Exercise description >> Please rewrite the rows below with "widest part" substituted for every "thickest part", changing nothing else. Leave the pictures out of your answer.

Information given >>
────────

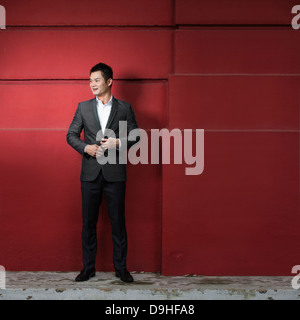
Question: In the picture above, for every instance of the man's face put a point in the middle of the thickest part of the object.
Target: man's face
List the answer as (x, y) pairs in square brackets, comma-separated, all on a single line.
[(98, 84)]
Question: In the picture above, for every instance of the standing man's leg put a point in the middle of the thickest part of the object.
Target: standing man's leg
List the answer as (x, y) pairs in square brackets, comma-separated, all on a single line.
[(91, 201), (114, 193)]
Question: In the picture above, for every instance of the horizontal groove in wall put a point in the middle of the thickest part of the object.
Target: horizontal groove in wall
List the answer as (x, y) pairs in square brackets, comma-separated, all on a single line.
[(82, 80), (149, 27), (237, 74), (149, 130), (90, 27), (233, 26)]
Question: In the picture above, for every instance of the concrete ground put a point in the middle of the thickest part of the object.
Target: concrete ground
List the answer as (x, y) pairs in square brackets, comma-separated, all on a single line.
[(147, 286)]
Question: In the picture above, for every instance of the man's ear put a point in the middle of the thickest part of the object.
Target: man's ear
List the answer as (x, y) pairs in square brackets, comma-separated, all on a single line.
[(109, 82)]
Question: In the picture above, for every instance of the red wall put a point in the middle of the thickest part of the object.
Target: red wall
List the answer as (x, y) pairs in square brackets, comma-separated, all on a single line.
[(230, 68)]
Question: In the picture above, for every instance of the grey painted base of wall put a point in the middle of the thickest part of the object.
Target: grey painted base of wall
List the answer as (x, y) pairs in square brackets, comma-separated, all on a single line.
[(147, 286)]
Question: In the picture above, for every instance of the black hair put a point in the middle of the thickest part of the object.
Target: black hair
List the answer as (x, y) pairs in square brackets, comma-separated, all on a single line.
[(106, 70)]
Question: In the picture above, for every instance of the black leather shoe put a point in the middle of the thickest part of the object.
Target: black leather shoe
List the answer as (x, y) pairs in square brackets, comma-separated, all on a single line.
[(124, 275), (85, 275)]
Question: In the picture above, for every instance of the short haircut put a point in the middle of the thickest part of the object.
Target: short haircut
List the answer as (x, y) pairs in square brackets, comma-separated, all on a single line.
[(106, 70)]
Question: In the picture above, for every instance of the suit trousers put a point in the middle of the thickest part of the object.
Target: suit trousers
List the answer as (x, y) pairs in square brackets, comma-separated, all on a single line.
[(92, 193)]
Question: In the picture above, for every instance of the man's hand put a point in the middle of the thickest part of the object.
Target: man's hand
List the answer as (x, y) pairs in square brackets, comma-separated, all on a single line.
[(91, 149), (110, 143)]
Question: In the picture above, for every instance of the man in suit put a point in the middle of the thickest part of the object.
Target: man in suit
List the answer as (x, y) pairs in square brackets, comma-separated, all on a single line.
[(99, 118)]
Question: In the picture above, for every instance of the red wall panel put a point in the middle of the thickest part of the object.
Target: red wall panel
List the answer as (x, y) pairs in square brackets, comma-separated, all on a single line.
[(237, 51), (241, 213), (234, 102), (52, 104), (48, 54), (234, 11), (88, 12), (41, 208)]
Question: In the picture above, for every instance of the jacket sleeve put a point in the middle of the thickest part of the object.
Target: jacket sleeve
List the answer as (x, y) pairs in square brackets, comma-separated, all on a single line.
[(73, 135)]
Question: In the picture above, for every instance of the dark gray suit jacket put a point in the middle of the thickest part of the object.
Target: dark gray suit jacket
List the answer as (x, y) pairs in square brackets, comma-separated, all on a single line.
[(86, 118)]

────────

Output for this task >>
Question: In the picture above, for every instance of the man's face put a point in the middle of the widest part of the object.
Target: man's face
List the answer as (x, y) pairs in square brackets, comma-separated, all on a single line.
[(98, 84)]
Question: In the picture above, for every instance of the standing man's leg put a point in the middle of the widest part of the object.
Target: standing man's leg
List the answer as (x, y) pairs in square brackets, comma-separated, all on a single line.
[(91, 201), (114, 193)]
Question: In the picture above, for every instance of the horizontal groove in wall put a point in the middle of the widest part of the object.
Target: horizontal groove in wall
List the answer as (x, y) pairs in square brackets, comma-separated, all on a single line.
[(82, 80), (149, 27), (237, 74), (149, 130), (90, 27), (233, 26)]
Question: In the picture above, for every instance of the concrete ground put a point in the middle of the widest part of the object.
Target: concrete ground
List the answer as (x, y) pairs in square brackets, comma-separated, all on a single line.
[(147, 286)]
Question: In the picture above, for every instance of the man's ear put a point in the middle of the widest part of the object.
Target: man's ear
List the answer as (x, y) pairs in square brackets, comma-separated, all on a single line.
[(109, 82)]
Question: In the picture above, for every instance of the red wall put a point in the middle of the widest part of the object.
Target: red wall
List the answer as (x, y) pairs in square brackets, comma-separated, all on a single line.
[(230, 68)]
Question: In the picture above, for every instance of the grey painted base of wall put a point in the middle of the widest part of the object.
Target: grey painted base of wall
List the answer as (x, y) pairs in square brackets, comma-separated, all on a single line.
[(147, 286)]
Question: In the picture above, for every instance of the black hair put a point in the middle of the widest part of the object.
Target: black hair
List the answer as (x, y) pairs in square brackets, comma-separated, all on a single line.
[(106, 70)]
Question: In the picture above, for every instance of the black leather shoe put a point in the middle of the widest part of the object.
Target: black leather shoe
List the answer as (x, y) pairs in square brackets, comma-separated, all on a single line.
[(124, 275), (85, 275)]
Question: In the picture above, for every instance of the short haircut put a point in the middle of the widest part of the object.
Target: short haircut
List the answer as (x, y) pairs in square brackets, comma-separated, all on a single line.
[(106, 70)]
Question: In the picture above, for every instance of the suit trousers put a point in the middle of the widest part of the object.
Target: suit trousers
List the answer as (x, y) pairs in square brackets, comma-separated, all on a single line.
[(92, 193)]
Question: In the picture above, for every instance of the man's hand put a point in the middle of the widest part of the object.
Target: man's hand
List the answer as (x, y) pairs in square brackets, comma-separated, all on a single line.
[(91, 149), (110, 143)]
Question: In the picture above, for every instance of the man in suit put a point in the middle of the widest part of the object.
Target: man in suit
List the answer as (x, y) pairs in square brackets, comma-separated, all on a single line.
[(99, 118)]
Question: In the picture above, for every instance of the red wall panel put a point in the middle of the widest part of the object.
Target: red wall panel
List the answer as (x, y) pairs in square brackets, comma-separated, all on a single line.
[(237, 51), (241, 213), (234, 102), (52, 104), (48, 54), (234, 11), (88, 12), (41, 208)]
Question: In the picture above, for every instance of the jacket sleeve put a point in the middle of the widest part of the object.
Target: jacket sleeve
List the answer as (x, y) pairs in square brackets, comma-separated, all on a single line.
[(73, 135)]
Question: In the picture above, for every instance of the dark gray suit jacket put a point in the middle of the widest part of the object.
Target: dark gray suit jacket
List the answer as (x, y) pairs in square brackets, comma-separated, all on a single line.
[(86, 118)]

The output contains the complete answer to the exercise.